START RECORDS PROVIDED

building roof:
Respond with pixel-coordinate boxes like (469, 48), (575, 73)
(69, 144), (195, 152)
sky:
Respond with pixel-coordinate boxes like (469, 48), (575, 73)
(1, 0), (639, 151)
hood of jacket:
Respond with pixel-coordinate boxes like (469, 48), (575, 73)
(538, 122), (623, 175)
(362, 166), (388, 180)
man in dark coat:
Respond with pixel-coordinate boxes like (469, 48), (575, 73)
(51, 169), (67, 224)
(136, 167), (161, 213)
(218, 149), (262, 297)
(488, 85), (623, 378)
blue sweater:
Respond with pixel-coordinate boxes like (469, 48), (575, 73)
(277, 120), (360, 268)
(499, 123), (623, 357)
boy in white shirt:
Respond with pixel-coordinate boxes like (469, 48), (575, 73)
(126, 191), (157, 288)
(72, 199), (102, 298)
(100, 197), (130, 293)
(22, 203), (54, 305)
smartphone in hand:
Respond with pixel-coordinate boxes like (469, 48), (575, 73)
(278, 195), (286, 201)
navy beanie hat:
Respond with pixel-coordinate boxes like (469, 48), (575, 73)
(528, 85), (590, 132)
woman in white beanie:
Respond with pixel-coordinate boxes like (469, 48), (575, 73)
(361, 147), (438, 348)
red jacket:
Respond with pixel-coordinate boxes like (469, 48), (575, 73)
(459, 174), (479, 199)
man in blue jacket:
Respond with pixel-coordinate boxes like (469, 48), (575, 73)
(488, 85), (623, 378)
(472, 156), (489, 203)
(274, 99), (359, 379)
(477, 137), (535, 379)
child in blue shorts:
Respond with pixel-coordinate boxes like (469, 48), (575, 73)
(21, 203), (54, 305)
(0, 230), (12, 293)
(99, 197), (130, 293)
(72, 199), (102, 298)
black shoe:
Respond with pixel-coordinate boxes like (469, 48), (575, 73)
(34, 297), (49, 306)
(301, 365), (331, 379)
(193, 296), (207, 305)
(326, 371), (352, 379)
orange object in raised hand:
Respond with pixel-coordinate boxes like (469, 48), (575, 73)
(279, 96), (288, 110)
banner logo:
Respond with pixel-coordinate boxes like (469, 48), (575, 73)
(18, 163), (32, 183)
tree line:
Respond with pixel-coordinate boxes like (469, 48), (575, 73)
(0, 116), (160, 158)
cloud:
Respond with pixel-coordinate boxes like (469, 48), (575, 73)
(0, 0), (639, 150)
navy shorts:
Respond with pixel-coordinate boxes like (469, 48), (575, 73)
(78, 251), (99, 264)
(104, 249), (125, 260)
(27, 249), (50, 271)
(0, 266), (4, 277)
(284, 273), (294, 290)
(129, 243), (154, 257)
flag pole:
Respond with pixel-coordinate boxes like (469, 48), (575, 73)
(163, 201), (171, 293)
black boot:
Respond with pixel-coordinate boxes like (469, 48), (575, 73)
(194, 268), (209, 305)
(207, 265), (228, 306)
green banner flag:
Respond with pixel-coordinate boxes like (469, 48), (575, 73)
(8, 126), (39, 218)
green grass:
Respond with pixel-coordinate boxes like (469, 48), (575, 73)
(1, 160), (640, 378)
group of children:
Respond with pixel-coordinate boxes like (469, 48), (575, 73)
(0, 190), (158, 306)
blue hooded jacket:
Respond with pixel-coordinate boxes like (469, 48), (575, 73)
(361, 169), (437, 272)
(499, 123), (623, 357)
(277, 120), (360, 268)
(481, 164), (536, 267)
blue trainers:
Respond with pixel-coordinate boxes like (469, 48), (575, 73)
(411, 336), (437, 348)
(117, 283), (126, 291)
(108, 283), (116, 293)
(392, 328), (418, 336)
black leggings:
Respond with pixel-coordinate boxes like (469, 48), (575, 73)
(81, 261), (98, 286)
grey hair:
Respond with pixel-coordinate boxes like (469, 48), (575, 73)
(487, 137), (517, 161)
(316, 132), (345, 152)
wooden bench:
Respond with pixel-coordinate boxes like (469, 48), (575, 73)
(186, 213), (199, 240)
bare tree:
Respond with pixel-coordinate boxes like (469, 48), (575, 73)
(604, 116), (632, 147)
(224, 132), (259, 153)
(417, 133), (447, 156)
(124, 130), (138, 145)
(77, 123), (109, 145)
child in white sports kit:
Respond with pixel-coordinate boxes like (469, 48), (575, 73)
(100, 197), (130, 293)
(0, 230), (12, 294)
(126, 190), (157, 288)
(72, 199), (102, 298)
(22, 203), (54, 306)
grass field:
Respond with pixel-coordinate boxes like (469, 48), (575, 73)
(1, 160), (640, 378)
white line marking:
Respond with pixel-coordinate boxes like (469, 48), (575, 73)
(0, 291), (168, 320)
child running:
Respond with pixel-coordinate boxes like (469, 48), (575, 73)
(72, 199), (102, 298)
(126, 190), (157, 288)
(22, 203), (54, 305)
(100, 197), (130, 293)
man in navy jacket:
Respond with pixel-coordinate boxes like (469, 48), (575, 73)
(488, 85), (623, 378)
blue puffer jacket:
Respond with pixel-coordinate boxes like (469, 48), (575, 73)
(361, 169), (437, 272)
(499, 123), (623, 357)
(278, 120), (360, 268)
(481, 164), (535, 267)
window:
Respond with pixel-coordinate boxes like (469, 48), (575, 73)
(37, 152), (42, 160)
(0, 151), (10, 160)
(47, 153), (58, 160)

END RECORDS PROVIDED

> [ACTIVITY] Return only the part of the records above that opens with the line containing "woman in white" and closes with the line containing "child in blue", ends included.

> [REPLY]
woman in white beanie:
Respond with pixel-coordinate boxes like (469, 48), (575, 73)
(361, 147), (438, 348)
red jacket:
Respond with pixel-coordinate boxes like (469, 48), (575, 73)
(459, 174), (479, 199)
man in blue jacket:
Respond with pixel-coordinate boxes like (469, 48), (575, 73)
(488, 85), (623, 378)
(472, 156), (489, 203)
(274, 99), (359, 379)
(477, 137), (535, 379)
child in blue shorts:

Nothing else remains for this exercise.